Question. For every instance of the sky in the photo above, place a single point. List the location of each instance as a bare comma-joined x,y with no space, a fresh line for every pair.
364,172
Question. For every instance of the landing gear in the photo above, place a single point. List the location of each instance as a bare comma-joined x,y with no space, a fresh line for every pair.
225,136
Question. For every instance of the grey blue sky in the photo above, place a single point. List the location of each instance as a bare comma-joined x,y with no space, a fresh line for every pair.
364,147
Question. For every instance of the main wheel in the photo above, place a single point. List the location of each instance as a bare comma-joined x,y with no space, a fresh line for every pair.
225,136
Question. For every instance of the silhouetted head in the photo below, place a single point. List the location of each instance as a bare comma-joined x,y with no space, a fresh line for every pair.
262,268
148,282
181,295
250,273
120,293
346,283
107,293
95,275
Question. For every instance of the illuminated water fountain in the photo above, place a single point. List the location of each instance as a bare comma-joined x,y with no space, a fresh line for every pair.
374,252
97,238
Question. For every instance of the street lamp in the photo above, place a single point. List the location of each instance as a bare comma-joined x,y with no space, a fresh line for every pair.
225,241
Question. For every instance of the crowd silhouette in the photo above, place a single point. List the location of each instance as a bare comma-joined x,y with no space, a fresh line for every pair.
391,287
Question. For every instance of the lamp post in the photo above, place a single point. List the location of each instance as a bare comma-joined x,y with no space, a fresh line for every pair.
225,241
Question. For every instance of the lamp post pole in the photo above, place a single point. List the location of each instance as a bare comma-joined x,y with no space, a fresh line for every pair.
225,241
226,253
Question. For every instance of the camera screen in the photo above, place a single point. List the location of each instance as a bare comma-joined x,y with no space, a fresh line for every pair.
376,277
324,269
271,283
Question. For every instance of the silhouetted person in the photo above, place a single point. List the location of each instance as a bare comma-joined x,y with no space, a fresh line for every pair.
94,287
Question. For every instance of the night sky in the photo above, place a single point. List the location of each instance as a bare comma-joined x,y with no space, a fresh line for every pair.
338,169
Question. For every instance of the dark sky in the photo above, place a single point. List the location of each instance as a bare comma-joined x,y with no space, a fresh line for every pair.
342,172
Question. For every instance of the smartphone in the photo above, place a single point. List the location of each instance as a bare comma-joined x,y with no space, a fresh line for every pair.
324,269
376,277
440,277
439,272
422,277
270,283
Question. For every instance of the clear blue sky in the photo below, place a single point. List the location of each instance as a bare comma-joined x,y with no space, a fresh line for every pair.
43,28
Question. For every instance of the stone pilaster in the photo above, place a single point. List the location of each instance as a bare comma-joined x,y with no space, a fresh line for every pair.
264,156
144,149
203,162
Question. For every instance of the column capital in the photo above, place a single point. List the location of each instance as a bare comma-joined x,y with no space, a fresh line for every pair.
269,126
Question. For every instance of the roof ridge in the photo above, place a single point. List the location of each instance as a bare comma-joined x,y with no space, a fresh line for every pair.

• _Required action_: Copy, without any change, the lines above from the one containing "Question. For every instance of the lamp post pole" to the end, both ends included. Add nothing else.

• _Answer space_:
Question. For every instance of the lamp post pole in the photo above, place a single point. List the location of each instance as a bare comma-joined x,y with no space, a fresh line for every pair.
225,241
226,253
Question. For every instance of the camera screen in the photo above, place a single point. List the location of each instance as a bare comma-joined x,y with no space, a fresh line for every pair.
376,277
324,269
271,283
Question. For every instance of the silhouetted person in the photo above, place a single point. List the location of each instance as a bare comma-joined x,y with no space, a fresh line for every pair.
94,287
Question. For every instance of the night sky in the photo above, place a single point. List the location of each instance as a bare comma-joined x,y with no space, a fresh line for every pair.
338,169
Question. For every instance of the dark sky in the photo above, place a single point. List the location of each instance as a bare comma-joined x,y with no space, a fresh line for every pair.
342,172
Question. For every instance of the smartphone in the photo above, place a single point. List the location of each instance as a bare comma-joined x,y with no space, a fresh line for every pair.
324,269
376,277
440,277
439,272
422,277
270,283
Question. For every instance of the clear blue sky in the photo below, place a single point. List the location of each instance as a bare comma-joined x,y with no space, a fresh line for every pair.
43,28
Question. For every instance of the stone pilaster in the photo above, place a single point. List the location of each instance as a bare comma-joined x,y with no space, a fresh line for every pair.
264,156
144,149
203,162
Question. For every instance of the column capital in the photo above, place a single point. List the location of each instance as a bare comma-joined x,y with no space, a fresh line for every pair.
269,126
Question. For every instance of the roof ridge in the photo above, place a single point. List the location of each instance as a bare comma-joined x,y with no space, a fresh line for every pair.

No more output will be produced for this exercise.